**REQUIREMENT**
Render the rows as a numbered list with blank lines omitted. Begin at the line that contains "the orange belly" and continue through the end of the rows.

^^^^^^^^

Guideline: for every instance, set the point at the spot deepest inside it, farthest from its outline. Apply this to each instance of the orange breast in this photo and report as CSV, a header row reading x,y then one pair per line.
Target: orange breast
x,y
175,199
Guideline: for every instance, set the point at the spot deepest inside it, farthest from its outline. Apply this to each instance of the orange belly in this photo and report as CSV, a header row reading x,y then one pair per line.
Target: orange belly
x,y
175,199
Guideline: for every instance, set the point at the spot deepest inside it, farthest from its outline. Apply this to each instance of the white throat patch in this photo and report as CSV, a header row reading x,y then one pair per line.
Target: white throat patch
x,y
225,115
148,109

^^^^^^^^

**SOLUTION BELOW**
1. Guideline: for every instance, set the point at the spot deepest inside it, farthest from its outline. Apply this to each instance of the orange belly in this photo and report as CSV, a header row reading x,y then one pair per line.
2. Target: orange belly
3. x,y
4. 175,199
5. Guideline: for every instance, set the point at the spot deepest inside it, farthest from its outline. Apply this to each instance of the white throat patch in this photo and report as CSV, a header row reading x,y then one pair per line.
6. Target: white throat patch
7. x,y
8. 225,115
9. 148,109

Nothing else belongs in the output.